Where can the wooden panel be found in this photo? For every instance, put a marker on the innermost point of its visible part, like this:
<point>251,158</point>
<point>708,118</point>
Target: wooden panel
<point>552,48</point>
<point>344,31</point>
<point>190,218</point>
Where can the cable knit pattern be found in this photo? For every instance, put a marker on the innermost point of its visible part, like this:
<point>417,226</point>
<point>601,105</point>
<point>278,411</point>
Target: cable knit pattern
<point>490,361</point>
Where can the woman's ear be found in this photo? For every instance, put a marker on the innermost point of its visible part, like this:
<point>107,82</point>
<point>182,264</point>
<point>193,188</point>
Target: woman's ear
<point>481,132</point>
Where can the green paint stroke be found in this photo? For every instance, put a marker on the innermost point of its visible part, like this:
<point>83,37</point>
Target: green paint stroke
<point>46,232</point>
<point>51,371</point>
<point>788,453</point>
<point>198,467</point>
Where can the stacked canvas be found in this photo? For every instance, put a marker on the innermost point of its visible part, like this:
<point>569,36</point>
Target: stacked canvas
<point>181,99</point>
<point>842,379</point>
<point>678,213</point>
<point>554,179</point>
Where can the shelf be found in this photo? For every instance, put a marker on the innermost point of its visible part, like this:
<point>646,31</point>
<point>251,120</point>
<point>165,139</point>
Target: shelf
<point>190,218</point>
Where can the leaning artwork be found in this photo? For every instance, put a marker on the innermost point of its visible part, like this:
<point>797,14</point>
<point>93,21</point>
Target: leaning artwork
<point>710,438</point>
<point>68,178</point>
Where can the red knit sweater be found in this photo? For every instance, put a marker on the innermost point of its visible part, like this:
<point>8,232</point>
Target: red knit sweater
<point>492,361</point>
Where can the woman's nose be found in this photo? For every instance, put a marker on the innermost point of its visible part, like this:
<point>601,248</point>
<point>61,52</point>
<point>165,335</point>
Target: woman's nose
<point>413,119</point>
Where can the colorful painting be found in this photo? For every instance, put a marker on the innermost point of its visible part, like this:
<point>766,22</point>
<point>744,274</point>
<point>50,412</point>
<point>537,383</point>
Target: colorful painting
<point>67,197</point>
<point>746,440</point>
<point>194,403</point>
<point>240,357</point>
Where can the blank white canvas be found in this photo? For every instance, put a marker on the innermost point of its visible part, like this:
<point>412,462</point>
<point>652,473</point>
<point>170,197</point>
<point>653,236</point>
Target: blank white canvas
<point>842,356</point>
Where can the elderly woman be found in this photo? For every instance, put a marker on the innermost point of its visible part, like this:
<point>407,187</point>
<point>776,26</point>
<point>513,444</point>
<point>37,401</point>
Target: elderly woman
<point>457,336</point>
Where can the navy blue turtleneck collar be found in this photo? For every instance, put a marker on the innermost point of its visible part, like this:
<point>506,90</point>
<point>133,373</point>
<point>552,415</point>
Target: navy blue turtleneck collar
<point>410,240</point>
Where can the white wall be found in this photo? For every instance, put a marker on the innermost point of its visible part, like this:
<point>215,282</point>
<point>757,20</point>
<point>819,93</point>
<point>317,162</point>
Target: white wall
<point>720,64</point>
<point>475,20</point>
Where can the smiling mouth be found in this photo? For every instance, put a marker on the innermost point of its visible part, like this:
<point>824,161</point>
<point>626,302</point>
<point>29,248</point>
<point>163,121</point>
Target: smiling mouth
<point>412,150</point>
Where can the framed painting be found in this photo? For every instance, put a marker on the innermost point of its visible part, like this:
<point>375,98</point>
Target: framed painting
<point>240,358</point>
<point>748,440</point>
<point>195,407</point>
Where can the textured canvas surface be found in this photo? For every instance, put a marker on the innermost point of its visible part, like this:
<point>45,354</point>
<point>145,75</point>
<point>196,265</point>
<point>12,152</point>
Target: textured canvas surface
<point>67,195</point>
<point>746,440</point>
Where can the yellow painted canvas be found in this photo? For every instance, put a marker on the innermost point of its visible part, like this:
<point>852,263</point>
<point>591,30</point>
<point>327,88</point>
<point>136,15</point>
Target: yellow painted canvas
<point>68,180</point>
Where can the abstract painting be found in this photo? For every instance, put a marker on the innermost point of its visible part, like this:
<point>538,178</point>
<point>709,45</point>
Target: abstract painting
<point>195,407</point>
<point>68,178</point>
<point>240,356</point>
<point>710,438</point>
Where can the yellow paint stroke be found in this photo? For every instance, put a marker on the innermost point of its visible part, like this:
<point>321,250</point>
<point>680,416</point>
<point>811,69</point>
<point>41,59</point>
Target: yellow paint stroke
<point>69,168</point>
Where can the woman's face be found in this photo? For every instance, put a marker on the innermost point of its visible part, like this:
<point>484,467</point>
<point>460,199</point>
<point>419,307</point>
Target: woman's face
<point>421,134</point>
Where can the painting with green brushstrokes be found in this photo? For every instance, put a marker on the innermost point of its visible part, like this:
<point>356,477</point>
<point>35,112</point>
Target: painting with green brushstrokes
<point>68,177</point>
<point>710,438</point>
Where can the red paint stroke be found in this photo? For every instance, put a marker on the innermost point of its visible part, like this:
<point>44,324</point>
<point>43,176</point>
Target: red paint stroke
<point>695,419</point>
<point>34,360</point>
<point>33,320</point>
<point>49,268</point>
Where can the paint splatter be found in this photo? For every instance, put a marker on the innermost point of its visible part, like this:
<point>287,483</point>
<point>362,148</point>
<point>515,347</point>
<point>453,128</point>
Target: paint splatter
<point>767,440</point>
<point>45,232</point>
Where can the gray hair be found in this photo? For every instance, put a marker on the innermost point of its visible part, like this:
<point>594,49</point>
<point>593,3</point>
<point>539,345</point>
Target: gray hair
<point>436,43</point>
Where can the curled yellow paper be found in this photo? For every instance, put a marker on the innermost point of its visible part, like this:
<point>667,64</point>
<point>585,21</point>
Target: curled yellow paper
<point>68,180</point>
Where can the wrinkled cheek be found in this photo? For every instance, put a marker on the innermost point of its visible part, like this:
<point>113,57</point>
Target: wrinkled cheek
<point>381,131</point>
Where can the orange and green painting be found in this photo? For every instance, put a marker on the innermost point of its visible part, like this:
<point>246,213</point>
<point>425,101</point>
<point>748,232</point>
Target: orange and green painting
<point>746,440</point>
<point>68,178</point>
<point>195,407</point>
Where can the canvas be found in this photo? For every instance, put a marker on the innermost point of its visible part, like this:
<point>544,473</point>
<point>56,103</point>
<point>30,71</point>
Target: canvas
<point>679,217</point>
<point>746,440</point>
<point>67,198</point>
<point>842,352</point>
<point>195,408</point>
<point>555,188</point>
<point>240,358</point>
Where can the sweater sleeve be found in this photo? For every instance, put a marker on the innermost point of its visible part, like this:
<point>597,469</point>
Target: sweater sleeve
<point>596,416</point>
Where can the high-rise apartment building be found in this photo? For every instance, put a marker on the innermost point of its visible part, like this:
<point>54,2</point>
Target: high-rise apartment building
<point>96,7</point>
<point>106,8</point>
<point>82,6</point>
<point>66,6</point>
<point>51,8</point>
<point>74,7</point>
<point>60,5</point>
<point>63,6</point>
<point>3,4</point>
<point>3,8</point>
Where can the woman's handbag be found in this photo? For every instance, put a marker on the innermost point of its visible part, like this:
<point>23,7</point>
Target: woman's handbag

(Written request)
Render each line from the start of the entries through the line that contains "<point>490,361</point>" as a JSON list of strings, one string per line, with both ends included and blank lines left out.

(Solved problem)
[
  "Where can the wooden panel be found in this photo? For every instance, put a marker on the innermost point of its visible part, like this:",
  "<point>251,158</point>",
  "<point>708,118</point>",
  "Target: wooden panel",
  "<point>552,48</point>",
  "<point>344,31</point>",
  "<point>190,218</point>",
  "Where can the cable knit pattern be found in this photo? For every instance, put a marker on the innermost point of its visible part, like this:",
  "<point>417,226</point>",
  "<point>601,105</point>",
  "<point>278,411</point>",
  "Target: cable knit pattern",
  "<point>490,361</point>"
]